SUPPLIED RECORDS:
= = = = =

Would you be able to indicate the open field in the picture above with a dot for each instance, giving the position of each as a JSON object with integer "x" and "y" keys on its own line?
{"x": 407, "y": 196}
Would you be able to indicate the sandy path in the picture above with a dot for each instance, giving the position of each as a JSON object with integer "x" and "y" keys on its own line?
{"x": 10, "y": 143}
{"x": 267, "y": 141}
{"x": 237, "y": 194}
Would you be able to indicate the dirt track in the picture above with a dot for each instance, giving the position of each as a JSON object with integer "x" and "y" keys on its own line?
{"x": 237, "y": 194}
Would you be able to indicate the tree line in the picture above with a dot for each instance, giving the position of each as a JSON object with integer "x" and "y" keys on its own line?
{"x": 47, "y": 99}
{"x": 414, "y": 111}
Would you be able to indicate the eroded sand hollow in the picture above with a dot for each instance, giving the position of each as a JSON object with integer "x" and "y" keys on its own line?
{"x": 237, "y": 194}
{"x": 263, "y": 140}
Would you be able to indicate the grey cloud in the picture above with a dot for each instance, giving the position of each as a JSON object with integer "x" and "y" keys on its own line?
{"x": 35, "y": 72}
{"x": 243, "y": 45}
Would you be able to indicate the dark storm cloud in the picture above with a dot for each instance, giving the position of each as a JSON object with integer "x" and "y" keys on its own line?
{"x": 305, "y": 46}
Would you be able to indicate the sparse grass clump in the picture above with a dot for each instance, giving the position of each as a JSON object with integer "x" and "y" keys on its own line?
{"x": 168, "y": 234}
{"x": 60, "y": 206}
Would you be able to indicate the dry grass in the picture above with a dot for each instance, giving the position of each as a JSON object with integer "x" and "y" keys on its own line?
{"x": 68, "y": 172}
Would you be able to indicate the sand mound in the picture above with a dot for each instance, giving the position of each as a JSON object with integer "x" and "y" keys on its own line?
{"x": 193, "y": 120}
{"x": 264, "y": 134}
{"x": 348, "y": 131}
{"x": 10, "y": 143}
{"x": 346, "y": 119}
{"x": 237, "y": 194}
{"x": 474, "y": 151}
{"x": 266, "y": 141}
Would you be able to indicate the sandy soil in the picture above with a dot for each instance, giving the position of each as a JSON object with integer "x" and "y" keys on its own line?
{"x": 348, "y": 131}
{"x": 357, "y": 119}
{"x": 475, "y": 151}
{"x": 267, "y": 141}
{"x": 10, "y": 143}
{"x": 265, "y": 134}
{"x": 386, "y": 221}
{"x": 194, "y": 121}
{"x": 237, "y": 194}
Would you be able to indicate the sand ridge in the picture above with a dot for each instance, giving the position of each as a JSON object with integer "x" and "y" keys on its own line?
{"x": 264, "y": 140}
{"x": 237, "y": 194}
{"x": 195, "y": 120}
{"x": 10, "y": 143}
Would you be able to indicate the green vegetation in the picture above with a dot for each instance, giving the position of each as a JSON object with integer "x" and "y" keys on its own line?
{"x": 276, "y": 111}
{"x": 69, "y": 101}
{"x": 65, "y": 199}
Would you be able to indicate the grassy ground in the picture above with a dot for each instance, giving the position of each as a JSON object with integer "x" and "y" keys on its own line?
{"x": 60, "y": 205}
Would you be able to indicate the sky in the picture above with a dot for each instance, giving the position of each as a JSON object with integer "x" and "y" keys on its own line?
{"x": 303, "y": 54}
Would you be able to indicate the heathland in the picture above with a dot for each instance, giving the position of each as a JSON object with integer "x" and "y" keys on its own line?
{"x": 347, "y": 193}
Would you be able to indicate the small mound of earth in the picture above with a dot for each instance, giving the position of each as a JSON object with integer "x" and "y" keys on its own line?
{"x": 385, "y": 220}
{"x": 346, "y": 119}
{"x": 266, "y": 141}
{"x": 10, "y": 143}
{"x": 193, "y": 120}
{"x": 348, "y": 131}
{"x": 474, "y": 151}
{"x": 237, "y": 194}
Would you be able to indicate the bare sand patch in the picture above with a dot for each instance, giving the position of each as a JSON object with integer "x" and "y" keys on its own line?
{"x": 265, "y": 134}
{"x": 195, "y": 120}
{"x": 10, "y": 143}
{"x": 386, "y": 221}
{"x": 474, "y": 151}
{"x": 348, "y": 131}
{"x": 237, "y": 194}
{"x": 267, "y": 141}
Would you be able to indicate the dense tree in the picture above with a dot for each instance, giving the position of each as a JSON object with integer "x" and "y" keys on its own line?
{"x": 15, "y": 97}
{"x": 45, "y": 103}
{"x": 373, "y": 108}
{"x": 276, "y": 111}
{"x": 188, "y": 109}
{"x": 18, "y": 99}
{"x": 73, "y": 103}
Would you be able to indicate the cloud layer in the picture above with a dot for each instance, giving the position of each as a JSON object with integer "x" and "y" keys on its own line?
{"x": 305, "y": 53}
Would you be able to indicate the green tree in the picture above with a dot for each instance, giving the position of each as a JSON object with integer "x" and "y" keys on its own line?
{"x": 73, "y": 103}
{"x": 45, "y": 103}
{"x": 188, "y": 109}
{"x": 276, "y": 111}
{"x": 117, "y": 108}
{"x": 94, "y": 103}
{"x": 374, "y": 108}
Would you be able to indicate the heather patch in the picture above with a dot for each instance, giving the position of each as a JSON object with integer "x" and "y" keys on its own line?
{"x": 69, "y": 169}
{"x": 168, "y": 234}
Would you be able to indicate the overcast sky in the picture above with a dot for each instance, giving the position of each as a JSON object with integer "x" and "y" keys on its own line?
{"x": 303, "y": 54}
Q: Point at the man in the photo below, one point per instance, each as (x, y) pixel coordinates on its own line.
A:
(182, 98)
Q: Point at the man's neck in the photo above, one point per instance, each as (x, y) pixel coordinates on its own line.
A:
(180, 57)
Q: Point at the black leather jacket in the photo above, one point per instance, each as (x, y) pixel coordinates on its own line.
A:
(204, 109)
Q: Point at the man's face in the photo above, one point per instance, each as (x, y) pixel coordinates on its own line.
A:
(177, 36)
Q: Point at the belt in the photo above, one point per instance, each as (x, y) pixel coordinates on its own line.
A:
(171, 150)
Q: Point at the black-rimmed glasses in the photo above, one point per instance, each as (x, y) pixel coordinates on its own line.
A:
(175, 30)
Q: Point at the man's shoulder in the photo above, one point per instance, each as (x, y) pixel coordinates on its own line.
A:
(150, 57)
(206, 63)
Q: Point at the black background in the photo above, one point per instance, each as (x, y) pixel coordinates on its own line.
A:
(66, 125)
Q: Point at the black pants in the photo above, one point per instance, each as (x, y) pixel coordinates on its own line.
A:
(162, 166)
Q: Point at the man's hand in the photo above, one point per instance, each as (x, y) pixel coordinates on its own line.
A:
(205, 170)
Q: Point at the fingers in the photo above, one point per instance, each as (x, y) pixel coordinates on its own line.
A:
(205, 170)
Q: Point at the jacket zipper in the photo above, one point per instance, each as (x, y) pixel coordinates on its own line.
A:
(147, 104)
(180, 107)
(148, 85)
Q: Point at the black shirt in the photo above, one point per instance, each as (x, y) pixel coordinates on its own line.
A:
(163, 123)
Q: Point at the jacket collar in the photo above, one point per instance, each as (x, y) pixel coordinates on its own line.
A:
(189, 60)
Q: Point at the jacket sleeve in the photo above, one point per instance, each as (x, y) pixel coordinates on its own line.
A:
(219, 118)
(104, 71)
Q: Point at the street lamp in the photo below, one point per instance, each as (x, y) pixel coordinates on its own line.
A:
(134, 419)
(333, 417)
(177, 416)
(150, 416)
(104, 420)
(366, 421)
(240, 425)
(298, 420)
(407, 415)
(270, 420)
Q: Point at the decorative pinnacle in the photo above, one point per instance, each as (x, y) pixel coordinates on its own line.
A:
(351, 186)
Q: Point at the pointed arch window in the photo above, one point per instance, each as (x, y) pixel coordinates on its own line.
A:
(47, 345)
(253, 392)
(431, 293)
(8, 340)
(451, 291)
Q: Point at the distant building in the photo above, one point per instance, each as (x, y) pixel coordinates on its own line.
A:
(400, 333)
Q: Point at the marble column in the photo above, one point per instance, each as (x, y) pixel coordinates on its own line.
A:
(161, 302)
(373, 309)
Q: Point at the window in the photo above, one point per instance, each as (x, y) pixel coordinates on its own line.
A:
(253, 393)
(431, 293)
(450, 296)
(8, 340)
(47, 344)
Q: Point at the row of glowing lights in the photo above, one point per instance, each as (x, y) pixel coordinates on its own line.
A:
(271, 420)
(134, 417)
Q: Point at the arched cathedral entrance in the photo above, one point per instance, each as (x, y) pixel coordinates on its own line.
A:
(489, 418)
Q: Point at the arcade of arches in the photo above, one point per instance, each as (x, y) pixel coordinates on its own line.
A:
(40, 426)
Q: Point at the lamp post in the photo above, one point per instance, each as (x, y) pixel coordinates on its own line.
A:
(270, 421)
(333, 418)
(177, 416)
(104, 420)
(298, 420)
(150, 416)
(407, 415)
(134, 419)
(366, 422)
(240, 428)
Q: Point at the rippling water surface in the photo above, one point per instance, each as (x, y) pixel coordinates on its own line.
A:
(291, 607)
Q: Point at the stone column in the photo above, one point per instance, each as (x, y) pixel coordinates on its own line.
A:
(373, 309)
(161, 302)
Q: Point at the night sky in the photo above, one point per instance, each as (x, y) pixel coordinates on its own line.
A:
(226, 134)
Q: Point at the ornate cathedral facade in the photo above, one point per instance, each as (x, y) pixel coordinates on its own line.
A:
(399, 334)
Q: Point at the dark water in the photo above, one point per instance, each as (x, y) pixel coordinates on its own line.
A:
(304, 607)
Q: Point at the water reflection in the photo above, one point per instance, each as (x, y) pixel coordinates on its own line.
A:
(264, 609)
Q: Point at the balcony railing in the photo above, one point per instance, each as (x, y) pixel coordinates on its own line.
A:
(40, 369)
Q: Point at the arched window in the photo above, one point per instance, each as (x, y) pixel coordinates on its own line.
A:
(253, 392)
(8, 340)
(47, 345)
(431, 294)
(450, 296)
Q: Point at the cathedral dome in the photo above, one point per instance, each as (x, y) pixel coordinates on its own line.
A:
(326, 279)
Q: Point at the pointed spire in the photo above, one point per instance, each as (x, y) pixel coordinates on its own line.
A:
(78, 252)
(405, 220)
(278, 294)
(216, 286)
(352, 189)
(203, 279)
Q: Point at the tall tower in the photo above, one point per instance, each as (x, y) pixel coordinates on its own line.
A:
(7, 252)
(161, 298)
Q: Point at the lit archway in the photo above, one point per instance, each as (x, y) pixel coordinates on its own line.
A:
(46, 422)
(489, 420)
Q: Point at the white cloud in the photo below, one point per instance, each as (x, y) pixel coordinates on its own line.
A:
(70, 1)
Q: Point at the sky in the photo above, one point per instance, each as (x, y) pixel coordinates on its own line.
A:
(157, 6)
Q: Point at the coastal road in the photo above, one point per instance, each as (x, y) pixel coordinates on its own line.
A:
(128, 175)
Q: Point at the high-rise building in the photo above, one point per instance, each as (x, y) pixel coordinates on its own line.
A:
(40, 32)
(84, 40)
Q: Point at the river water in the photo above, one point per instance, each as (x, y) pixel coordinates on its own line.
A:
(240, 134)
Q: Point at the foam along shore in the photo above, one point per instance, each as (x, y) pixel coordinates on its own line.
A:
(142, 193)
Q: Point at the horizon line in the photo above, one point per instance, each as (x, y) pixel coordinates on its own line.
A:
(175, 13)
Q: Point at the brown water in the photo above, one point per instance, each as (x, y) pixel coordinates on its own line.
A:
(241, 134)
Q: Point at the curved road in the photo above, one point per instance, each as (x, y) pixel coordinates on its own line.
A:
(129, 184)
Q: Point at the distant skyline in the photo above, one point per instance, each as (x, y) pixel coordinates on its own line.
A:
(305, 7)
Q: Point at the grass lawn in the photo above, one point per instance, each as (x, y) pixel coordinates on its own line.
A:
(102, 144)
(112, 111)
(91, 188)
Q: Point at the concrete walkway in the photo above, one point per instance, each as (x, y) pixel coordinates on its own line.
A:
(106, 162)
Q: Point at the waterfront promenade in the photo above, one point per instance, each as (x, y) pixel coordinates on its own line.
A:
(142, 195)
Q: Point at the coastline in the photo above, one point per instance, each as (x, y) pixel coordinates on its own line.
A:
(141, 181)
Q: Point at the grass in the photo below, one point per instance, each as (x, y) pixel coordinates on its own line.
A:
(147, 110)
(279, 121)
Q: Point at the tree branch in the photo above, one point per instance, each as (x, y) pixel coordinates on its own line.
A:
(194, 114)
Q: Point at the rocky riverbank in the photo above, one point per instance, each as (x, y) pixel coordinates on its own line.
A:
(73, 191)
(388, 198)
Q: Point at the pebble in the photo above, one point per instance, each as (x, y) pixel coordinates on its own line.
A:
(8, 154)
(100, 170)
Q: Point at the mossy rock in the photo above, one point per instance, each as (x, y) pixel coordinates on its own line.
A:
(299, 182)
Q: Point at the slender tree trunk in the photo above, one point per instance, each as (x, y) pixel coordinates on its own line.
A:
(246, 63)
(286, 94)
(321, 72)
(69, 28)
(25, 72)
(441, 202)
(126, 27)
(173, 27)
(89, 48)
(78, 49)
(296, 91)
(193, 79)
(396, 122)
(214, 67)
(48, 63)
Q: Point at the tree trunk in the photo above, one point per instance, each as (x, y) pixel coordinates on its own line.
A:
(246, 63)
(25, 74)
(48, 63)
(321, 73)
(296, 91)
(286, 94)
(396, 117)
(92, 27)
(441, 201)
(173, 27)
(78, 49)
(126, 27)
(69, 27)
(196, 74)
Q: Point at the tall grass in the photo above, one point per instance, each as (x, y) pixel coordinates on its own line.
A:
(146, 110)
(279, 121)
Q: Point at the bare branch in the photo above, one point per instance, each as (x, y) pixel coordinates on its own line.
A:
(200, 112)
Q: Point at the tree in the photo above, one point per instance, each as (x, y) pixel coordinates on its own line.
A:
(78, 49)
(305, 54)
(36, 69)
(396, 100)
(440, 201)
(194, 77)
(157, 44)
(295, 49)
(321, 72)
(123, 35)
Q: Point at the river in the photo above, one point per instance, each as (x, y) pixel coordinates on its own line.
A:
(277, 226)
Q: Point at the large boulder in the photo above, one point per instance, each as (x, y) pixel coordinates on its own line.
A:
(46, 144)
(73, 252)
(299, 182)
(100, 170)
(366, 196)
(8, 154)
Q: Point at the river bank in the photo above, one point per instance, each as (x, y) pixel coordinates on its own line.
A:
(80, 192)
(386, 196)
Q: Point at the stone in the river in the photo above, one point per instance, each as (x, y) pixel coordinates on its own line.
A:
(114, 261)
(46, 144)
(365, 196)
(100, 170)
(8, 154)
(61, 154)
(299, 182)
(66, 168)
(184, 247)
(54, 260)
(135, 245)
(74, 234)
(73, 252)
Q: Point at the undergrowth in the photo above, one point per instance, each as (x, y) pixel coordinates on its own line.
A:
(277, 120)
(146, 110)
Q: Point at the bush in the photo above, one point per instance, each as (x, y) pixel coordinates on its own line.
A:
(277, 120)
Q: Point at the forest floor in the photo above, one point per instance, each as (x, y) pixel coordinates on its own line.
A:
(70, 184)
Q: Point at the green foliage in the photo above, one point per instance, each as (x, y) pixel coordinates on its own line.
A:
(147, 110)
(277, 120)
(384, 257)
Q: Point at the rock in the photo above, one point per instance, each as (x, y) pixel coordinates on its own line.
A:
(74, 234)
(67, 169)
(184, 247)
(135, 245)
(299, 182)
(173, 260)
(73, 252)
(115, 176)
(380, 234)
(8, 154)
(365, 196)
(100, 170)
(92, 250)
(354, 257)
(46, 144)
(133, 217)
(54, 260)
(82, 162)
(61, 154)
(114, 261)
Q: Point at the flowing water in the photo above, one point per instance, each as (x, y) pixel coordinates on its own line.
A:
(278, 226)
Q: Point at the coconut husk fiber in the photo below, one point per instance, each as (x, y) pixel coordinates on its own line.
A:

= = = = =

REQUIRED ACTION: Your task is to copy each line of the material that contains the word "lamp".

SOLUTION BELOW:
Q: Point at the street lamp in the photo below, one point per instance, each as (x, y) pixel coordinates on its own line.
Q: Point at the lamp post in the photo above, one point per instance, each as (x, y) pixel coordinates on its own line.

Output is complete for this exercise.